**PASSAGE SHOWN**
——————

Have you ever had one of those moments when you know God is telling you something? When you know that He's showing you something?
I had one of those earlier this week.
One of the first things I do when I get to work in the morning, is read a short devotional from the Journey magazine I get from church (it's published by Lifeway and is a great resource). On this particular day, the devotion was centered on wisdom and the author talked about how as moms, the decisions we make that are as small as what we feed our kids for breakfast really reverberate through our entire family.
As I read it, my mind began to go somewhere else. Instead of thinking about those decisions I make as a wife and mom, I started thinking about myself as a child and that's all thanks to my seven year old.
You see, last week he missed school on Friday because he was sick. Friday is typically test day and he had three tests. He was going to take his tests on Monday, so after church on Sunday, I gave him the choice to go over spelling in the car while we drove home from lunch so we'd only have a few things to do that afternoon at home or he could do it all at home. He chose to do it all at home.

——————

(Referring expression data)
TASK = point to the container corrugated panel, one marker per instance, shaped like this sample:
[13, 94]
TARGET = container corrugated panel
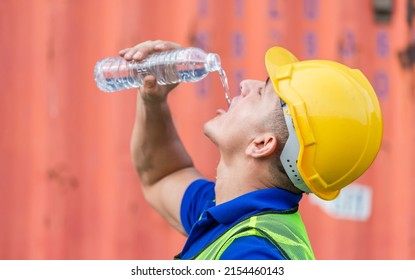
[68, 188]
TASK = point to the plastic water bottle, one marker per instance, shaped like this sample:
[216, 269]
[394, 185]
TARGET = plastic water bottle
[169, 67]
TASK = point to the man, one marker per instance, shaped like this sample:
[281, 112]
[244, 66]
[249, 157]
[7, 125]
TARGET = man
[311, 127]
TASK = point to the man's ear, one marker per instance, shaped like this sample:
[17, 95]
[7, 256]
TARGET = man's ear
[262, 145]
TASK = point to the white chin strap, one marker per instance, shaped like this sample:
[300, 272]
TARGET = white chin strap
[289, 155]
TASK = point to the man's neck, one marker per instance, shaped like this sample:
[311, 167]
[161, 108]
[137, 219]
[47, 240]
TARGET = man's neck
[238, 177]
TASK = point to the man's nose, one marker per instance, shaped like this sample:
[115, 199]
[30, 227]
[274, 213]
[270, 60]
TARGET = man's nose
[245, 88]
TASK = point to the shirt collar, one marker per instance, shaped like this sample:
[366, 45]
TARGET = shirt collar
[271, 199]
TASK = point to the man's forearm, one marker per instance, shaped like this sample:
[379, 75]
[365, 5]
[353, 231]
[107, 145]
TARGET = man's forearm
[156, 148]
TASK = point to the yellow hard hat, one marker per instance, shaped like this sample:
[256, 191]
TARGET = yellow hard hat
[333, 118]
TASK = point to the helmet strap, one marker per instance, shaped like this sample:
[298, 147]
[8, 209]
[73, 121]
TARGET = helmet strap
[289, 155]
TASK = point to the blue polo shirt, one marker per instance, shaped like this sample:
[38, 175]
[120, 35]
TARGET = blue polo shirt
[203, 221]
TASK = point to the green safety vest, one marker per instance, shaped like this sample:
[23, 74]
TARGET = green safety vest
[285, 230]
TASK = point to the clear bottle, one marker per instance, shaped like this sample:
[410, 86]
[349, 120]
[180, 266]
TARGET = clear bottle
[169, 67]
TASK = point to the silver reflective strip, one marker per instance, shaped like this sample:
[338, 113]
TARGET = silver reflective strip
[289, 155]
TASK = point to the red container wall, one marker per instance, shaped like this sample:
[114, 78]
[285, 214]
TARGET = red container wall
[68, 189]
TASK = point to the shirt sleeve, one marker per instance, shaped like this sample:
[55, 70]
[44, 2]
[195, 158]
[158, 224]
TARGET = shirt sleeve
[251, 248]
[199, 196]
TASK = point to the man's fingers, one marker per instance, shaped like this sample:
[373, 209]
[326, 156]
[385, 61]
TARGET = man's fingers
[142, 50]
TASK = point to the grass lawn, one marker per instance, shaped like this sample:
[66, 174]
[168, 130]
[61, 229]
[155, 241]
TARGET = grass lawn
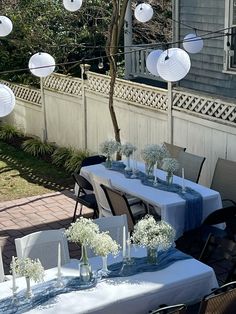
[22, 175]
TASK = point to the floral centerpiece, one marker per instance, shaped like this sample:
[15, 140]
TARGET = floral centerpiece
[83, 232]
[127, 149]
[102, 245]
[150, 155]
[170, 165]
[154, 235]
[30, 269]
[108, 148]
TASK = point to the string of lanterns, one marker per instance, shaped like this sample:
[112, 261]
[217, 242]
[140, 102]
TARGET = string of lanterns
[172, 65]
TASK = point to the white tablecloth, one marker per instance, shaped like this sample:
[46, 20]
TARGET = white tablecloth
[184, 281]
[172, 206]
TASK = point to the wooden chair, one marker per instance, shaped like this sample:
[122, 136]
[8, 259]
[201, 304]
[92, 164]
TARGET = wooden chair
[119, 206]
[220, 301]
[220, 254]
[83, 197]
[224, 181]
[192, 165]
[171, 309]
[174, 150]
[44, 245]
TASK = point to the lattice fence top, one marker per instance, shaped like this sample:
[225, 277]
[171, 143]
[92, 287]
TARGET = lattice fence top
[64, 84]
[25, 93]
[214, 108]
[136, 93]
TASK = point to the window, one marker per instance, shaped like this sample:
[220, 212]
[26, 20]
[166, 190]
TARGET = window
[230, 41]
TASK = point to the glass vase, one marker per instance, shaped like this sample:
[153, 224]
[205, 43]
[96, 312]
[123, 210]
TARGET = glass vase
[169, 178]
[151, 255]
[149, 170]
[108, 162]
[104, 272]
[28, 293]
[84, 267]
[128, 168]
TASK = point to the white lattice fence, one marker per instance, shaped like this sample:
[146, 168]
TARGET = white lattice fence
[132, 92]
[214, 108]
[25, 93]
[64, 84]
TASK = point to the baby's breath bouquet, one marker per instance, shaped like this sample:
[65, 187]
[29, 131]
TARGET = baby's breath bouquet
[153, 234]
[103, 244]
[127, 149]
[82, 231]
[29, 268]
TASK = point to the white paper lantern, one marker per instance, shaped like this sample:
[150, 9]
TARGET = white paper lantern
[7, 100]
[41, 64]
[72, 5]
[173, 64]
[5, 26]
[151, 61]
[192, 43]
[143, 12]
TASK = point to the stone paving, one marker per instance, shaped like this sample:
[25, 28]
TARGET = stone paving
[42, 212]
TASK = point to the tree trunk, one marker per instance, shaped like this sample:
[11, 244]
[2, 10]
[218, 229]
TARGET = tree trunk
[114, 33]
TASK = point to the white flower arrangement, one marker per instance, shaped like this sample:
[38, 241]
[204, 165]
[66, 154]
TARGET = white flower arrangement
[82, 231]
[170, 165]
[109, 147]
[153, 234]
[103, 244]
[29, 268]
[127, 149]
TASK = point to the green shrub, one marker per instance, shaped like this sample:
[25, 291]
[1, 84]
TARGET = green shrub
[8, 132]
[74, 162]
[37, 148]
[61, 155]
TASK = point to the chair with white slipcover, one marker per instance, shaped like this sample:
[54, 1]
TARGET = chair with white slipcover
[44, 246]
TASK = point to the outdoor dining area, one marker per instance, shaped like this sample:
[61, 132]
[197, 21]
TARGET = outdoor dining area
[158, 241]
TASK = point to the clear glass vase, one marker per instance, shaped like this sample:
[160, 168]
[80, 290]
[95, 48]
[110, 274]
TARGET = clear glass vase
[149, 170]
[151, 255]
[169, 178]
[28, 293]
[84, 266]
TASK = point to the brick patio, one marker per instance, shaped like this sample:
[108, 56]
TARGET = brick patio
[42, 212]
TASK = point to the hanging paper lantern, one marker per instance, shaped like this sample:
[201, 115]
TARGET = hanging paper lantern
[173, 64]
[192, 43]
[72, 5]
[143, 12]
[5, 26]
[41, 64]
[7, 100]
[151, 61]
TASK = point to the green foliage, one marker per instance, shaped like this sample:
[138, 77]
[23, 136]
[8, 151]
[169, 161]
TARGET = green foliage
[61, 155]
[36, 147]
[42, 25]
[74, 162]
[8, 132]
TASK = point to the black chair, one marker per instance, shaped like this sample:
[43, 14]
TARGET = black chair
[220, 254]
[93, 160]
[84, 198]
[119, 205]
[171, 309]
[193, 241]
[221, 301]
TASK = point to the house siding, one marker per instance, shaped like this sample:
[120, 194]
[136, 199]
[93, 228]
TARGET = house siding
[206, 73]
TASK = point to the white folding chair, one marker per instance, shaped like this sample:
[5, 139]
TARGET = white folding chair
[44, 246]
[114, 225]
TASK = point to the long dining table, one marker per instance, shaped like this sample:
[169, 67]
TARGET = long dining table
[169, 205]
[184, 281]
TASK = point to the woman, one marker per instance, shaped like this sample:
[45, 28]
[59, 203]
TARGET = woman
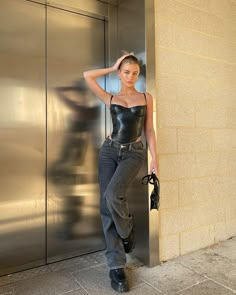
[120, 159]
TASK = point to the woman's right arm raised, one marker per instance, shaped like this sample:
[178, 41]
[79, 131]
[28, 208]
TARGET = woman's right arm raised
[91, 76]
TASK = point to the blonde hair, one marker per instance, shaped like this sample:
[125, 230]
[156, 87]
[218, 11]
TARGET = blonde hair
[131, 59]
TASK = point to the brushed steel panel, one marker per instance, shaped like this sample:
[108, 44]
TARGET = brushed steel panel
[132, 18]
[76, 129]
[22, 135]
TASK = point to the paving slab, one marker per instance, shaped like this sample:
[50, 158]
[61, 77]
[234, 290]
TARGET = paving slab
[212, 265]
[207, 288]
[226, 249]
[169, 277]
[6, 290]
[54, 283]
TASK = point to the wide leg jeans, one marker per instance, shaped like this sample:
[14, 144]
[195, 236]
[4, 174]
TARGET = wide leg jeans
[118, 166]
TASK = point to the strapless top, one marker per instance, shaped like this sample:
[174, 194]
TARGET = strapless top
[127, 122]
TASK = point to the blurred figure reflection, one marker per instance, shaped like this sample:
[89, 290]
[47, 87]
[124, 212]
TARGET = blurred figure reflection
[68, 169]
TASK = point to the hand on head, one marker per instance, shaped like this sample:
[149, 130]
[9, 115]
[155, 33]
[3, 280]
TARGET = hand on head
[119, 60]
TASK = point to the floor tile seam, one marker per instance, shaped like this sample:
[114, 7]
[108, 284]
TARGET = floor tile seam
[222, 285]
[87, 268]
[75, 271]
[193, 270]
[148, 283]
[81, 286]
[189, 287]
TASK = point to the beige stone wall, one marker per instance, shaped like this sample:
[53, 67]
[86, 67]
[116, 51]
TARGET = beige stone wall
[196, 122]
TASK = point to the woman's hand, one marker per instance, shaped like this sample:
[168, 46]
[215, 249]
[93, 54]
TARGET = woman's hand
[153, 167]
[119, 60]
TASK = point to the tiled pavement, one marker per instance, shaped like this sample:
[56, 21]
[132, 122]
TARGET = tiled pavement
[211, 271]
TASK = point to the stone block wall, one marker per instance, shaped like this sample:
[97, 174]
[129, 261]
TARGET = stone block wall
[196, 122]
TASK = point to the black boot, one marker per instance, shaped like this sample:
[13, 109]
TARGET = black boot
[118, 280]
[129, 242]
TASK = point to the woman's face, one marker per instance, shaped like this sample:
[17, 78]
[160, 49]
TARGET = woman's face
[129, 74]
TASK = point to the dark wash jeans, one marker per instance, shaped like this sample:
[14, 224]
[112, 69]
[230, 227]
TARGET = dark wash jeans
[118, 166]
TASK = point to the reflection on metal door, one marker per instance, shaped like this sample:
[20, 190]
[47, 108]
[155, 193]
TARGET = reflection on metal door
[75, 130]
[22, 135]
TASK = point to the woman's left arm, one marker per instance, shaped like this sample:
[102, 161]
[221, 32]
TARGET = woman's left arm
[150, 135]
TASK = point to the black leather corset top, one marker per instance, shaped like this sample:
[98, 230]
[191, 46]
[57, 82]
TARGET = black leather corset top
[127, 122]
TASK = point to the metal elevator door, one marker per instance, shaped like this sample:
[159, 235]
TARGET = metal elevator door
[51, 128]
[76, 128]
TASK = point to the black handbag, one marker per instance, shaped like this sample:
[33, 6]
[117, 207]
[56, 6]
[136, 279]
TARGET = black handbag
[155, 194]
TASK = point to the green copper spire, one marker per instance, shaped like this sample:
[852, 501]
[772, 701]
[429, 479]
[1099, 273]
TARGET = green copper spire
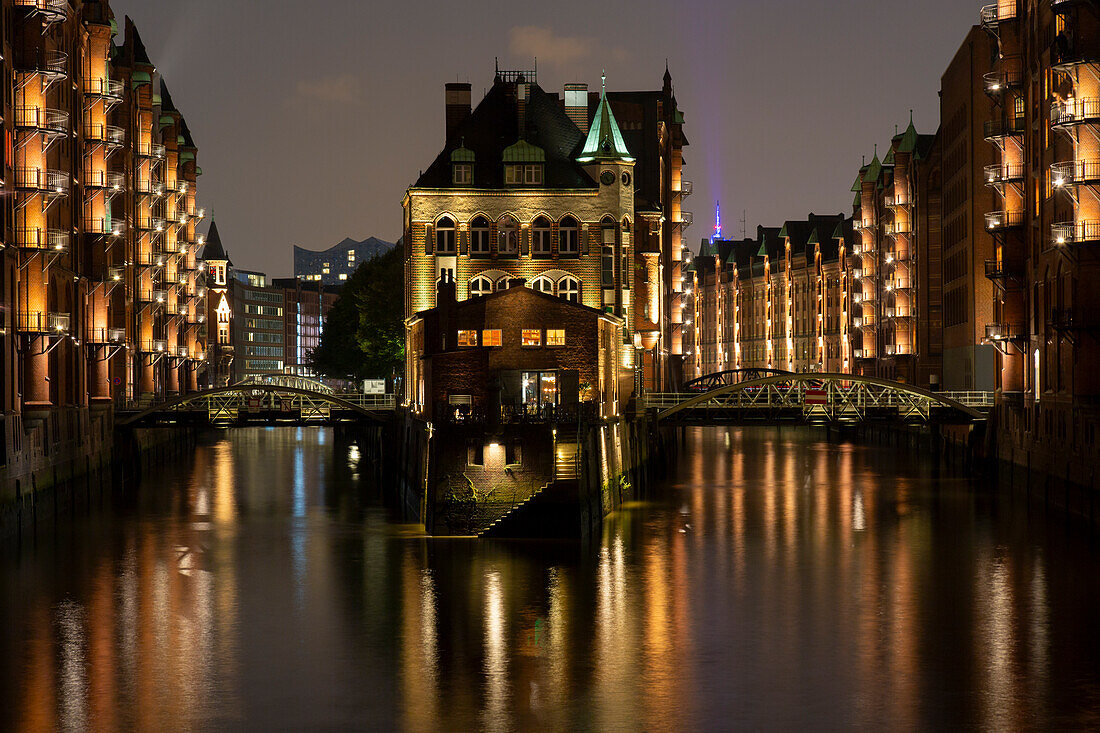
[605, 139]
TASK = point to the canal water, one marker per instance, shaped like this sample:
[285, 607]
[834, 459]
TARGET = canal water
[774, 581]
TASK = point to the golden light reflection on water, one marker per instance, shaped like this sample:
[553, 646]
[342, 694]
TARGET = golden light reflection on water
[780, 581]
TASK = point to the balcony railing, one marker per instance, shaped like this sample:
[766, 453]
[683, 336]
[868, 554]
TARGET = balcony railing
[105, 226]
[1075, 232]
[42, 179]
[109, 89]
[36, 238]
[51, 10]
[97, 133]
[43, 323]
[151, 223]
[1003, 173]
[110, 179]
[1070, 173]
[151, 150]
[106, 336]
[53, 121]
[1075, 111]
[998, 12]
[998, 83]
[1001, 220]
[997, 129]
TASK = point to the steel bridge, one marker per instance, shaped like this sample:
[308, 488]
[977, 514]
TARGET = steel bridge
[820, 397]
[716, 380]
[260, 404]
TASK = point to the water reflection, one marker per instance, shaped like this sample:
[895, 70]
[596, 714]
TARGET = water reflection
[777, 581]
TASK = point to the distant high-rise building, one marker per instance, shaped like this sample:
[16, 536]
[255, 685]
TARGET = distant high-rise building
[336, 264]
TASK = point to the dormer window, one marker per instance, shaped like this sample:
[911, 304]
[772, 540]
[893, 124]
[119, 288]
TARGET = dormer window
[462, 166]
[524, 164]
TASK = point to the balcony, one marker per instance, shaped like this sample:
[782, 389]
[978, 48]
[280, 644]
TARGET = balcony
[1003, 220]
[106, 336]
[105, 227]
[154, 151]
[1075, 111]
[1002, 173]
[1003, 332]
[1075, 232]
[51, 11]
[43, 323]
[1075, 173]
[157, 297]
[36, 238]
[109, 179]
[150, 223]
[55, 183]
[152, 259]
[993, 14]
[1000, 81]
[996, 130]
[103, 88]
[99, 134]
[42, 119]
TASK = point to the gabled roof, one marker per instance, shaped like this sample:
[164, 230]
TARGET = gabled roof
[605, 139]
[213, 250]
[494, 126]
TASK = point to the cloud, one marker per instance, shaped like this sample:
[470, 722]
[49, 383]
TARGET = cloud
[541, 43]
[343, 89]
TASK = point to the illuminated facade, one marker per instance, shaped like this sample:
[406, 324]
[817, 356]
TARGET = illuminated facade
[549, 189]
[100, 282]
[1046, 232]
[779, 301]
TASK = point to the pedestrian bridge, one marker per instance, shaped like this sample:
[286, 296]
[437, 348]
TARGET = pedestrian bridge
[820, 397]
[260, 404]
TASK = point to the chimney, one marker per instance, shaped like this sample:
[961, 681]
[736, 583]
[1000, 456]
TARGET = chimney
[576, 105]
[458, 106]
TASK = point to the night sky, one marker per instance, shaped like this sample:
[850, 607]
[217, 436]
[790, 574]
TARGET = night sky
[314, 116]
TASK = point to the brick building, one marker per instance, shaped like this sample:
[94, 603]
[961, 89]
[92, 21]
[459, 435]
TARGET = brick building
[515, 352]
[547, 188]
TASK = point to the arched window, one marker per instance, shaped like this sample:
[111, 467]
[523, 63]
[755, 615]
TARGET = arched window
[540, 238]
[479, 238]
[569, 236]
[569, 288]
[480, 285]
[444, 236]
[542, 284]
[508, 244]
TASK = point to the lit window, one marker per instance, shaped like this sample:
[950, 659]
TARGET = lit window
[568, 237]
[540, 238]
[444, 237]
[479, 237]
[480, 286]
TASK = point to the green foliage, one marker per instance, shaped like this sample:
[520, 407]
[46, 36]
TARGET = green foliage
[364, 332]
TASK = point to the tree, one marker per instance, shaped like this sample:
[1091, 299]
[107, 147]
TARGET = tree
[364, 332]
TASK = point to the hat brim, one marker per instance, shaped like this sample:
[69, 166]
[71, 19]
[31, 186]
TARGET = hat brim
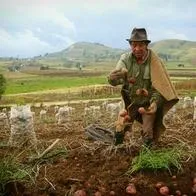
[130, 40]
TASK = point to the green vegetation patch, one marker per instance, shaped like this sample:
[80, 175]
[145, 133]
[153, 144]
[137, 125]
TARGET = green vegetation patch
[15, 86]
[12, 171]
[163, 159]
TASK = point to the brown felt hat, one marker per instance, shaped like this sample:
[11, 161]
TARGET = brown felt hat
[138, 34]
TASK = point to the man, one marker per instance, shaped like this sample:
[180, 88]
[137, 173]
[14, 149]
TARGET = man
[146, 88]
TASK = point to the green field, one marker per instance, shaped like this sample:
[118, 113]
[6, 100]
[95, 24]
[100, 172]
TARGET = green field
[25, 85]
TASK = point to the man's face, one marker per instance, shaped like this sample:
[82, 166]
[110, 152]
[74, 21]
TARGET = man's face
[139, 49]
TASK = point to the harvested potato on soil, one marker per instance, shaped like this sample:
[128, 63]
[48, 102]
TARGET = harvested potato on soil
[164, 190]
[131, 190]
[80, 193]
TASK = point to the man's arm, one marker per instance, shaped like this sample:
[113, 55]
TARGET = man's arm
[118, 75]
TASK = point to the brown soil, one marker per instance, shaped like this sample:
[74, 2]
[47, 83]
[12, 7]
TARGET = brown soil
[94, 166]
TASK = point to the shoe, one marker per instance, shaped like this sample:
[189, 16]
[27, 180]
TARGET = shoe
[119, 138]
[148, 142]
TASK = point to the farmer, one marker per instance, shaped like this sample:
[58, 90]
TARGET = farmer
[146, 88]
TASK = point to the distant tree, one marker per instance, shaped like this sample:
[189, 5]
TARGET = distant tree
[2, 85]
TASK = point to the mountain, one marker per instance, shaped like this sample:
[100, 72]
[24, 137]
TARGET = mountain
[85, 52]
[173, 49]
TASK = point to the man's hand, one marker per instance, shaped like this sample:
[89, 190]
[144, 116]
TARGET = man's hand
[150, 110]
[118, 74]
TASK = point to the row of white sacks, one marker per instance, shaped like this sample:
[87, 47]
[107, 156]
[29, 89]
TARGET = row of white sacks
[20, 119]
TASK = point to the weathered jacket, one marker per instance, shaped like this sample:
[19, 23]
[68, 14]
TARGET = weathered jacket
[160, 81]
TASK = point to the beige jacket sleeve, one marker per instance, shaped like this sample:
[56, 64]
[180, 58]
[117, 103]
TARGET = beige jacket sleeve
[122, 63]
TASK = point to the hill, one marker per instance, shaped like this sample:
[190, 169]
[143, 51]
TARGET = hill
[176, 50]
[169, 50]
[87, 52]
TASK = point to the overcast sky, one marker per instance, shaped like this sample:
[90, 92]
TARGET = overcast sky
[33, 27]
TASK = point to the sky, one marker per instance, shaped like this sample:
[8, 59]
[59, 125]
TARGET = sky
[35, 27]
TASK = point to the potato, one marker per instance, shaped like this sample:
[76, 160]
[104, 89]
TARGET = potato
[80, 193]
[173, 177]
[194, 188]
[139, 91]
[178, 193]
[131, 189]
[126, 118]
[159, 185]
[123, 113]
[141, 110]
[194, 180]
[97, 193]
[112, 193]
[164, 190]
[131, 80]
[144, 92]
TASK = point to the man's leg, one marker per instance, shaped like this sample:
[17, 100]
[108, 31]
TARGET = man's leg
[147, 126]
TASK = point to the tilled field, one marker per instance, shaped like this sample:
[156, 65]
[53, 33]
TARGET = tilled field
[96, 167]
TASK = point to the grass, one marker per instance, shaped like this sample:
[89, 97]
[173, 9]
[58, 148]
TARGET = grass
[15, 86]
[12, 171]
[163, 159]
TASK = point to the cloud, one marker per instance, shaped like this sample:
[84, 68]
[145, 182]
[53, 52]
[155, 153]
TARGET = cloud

——————

**GOAL OF THE EXERCISE**
Quote the post about the morning devotional in full, word for word. The rows are separate material with no tie to anything else on this page.

**RESPONSE TO THE EXERCISE**
Have you ever had one of those moments when you know God is telling you something? When you know that He's showing you something?
I had one of those earlier this week.
One of the first things I do when I get to work in the morning, is read a short devotional from the Journey magazine I get from church (it's published by Lifeway and is a great resource). On this particular day, the devotion was centered on wisdom and the author talked about how as moms, the decisions we make that are as small as what we feed our kids for breakfast really reverberate through our entire family.
As I read it, my mind began to go somewhere else. Instead of thinking about those decisions I make as a wife and mom, I started thinking about myself as a child and that's all thanks to my seven year old.
You see, last week he missed school on Friday because he was sick. Friday is typically test day and he had three tests. He was going to take his tests on Monday, so after church on Sunday, I gave him the choice to go over spelling in the car while we drove home from lunch so we'd only have a few things to do that afternoon at home or he could do it all at home. He chose to do it all at home.